[Provided passage]:
In the real world, as you work to design software, you have several concerns to keep in mind -- several "monkeys on your back." Each monkey competes with the others for your attention, trying to convince you to take its particular concern to heart as you work. One large, heavy monkey hangs on your back with its arms around your neck and repeatedly yells, "You must meet the schedule!" Another monkey, this one perched on top of your head (as there is no more room on your back), beats its chest and cries, "You must accurately implement the specification!" Still another monkey jumps up and down on top of your monitor yelling, "Robustness, robustness, robustness!" Another keeps trying to scramble up your leg crying, "Don't forget about execution speed!" And every now and then, a small monkey peeks timidly at you from beneath the keyboard. When this happens, the other monkeys become silent. The little monkey slowly emerges from under the keyboard, stands up, looks you in the eye, and says, "You must make the code easy to read and easy to change." With this, all the other monkeys scream and jump onto the little monkey, forcing it back under the keyboard. With the little monkey out of sight, the other monkeys return to their positions and resume their activities.

As you sit there in your cubicle and work on your software, to which monkey should you listen? Alas, in most cases you must listen to all of them. To do a "good job," you will need to find a way to keep all these monkeys happy -- to strike a proper balance between these often conflicting concerns.

The first monkey: Meeting the schedule

In my experience, the most important way to keep management happy during a software development project is to meet the schedule. The schedule is critical, of course, because commercial software development is done for commercial reasons. It's a business.

Although there is often pressure to dive into implementation as soon as possible in an effort to finish a project faster, developing a well-thought-out specification and a thorough design from the start can help prevent unforeseen schedule catastrophes during the implementation phase. Having real specification and design phases before implementation gives you milestones that can help you manage your project schedule. In addition, the people for whom you are developing the end product (the people for whom schedule is the most important concern) will feel more comfortable if you give them intermediate milestones along the path to project completion. Early milestones can be the completion and sign-off of the specification, the completion and sign-off of the user interface prototype, and the completion and peer review of the design.

Once you have a design that includes all the classes populated with fields and methods without bodies, you have a good inventory of the work that remains. By making estimates for the time it will take to implement each method body, you should be able to come up with a reasonably accurate schedule for the implementation phase.

This is how a solid specification and design phase before implementation can help prevent major schedule slips during implementation: By the time you implement, you know what you are aiming for, and you know what you have to do to get there.

The second monkey: Correctly implementing the specification

To appease the second monkey, the most important thing is to do the work up front to figure out and communicate a clear, sufficiently detailed vision of the end target. If you don't know where you are going, you'll likely end up somewhere you never intended. To produce a product that matches and satisfies the customer's expectations, all those involved in developing the software must have a clear understanding of what they are supposed to produce.

[Material shown]:
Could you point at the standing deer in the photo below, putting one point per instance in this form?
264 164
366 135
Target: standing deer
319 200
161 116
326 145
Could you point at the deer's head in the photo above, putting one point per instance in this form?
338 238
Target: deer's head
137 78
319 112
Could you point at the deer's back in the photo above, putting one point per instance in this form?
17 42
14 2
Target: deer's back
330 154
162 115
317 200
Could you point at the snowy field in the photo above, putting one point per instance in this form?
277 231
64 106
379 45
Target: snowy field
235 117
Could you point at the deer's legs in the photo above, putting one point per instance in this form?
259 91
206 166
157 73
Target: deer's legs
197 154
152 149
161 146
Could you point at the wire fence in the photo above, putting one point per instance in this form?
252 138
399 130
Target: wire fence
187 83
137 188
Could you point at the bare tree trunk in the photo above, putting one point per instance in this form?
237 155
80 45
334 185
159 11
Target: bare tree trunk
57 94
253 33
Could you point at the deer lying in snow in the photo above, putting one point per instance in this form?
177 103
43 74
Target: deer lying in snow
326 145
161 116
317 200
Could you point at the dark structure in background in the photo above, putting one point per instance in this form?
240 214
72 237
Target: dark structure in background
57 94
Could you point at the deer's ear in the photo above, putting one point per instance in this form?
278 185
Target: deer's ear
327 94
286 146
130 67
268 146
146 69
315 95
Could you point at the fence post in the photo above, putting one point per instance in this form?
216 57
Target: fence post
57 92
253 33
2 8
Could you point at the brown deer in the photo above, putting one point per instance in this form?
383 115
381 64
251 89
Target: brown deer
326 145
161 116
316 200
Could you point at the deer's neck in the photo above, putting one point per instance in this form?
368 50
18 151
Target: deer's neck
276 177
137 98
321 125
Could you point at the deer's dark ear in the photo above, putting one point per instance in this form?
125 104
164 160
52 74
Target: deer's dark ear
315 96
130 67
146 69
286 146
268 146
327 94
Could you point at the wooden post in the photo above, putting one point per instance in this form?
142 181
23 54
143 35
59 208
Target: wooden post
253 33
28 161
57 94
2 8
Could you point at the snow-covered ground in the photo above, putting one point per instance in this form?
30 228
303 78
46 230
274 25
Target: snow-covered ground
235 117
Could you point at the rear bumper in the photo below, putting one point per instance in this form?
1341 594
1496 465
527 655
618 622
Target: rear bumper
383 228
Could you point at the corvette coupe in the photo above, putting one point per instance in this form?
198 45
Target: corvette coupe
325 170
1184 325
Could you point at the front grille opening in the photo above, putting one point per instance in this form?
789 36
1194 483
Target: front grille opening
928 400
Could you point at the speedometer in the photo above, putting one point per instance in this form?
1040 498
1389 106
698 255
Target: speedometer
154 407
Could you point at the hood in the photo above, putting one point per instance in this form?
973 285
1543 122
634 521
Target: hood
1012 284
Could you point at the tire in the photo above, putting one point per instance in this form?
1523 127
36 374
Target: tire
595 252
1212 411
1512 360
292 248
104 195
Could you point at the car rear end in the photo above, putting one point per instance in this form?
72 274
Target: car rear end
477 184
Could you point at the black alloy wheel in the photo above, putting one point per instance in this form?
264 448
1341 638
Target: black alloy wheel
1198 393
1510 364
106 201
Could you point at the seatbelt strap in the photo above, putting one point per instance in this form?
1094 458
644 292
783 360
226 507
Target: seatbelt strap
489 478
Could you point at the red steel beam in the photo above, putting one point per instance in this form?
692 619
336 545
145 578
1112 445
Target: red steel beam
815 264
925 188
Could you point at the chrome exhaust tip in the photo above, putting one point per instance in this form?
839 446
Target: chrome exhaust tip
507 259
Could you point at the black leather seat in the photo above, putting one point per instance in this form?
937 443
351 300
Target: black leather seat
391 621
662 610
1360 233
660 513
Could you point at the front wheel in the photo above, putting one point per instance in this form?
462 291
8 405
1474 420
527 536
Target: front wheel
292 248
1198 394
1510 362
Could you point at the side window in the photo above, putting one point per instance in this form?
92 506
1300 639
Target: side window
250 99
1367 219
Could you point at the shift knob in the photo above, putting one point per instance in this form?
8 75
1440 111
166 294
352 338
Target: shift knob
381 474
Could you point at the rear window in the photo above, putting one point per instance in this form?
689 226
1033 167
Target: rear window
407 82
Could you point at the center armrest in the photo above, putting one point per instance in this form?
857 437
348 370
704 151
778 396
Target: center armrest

[Given task]:
Please quote each line that a monkey yells, cries or says in the software design passage. The material has nothing to do with the software design passage.

[Solution to the exercise]:
- "You must meet the schedule!"
- "You must accurately implement the specification!"
- "Robustness, robustness, robustness!"
- "Don't forget about execution speed!"
- "You must make the code easy to read and easy to change."